(Collected data entries)
* start *
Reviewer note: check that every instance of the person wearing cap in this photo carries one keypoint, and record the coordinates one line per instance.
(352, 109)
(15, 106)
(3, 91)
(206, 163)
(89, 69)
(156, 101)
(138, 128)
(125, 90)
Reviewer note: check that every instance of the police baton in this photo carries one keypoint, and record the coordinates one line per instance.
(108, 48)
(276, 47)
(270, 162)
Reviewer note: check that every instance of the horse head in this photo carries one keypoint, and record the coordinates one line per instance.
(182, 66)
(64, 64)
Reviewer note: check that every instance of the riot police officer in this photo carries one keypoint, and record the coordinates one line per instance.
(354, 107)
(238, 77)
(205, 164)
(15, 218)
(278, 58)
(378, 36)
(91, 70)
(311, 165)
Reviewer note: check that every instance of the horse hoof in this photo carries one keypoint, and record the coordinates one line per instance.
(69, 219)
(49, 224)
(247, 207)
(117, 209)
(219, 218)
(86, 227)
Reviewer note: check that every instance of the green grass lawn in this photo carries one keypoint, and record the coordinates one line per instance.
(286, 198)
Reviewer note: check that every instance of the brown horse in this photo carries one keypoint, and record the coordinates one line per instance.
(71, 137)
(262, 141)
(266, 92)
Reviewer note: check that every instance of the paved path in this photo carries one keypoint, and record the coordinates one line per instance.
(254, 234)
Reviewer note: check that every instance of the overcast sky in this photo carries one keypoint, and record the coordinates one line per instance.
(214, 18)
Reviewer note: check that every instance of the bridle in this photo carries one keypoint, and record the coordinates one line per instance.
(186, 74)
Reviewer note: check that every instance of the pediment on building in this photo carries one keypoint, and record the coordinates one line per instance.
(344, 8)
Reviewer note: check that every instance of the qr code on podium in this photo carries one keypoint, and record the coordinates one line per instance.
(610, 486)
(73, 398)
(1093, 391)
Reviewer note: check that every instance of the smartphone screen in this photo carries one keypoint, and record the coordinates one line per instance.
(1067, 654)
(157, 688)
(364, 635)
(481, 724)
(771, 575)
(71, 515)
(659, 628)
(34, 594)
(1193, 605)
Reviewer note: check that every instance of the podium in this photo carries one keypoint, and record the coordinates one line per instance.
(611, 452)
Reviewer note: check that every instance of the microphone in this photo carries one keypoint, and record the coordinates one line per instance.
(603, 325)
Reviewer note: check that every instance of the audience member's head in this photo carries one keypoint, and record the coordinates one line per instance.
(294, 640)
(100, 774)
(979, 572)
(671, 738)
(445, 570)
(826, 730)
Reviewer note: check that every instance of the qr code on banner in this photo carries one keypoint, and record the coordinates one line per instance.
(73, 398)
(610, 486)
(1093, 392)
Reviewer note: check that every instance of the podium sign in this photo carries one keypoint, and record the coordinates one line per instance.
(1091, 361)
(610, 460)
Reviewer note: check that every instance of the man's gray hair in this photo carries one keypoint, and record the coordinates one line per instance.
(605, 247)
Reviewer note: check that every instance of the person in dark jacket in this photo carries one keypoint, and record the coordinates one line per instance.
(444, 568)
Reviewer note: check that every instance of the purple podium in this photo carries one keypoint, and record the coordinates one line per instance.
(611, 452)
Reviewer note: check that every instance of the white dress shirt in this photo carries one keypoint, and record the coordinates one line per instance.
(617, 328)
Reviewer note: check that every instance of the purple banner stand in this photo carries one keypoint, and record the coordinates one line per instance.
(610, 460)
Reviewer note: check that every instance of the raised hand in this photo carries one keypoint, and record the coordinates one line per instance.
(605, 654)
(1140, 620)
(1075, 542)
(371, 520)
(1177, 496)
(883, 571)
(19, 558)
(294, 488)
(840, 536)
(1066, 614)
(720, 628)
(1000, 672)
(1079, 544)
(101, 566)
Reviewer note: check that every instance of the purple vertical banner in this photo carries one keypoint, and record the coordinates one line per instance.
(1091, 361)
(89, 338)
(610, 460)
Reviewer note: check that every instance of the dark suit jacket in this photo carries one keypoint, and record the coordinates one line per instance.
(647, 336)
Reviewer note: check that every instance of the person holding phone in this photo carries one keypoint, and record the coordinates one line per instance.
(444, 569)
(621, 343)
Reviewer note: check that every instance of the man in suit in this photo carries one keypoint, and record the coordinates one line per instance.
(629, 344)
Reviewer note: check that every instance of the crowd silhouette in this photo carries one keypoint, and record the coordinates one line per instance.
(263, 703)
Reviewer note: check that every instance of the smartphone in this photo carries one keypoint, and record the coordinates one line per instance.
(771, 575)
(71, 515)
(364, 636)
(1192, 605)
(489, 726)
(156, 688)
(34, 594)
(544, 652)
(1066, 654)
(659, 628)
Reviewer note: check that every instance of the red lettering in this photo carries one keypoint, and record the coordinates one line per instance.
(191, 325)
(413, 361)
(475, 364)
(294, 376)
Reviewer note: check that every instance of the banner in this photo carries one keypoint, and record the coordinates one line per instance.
* end *
**WRITTEN INSTRUCTION:** Only the lines from the one containing "Reviewer note: check that every instance of the crowd" to the end of the data should be printed, exactly as they stand.

**ANSWER IN FULL:**
Reviewer note: check that every instance of the crowd silhouette in this photo carries one keypoint, and record the coordinates one line per instance.
(263, 703)
Reviewer note: check that every instance of the smartphone in this photo carries one keypoint, and record the coordinates one line per instance.
(771, 575)
(71, 515)
(364, 636)
(1192, 605)
(489, 726)
(156, 688)
(34, 594)
(544, 652)
(1066, 654)
(659, 628)
Reviewer note: check that every instance of the red lettering in this photo carries one keypoint, and record the coordinates one line per instance.
(191, 325)
(413, 361)
(475, 364)
(294, 376)
Reviewer note: check that every instance of the banner in this photo carries one keypoint, and record the coordinates one line per instance.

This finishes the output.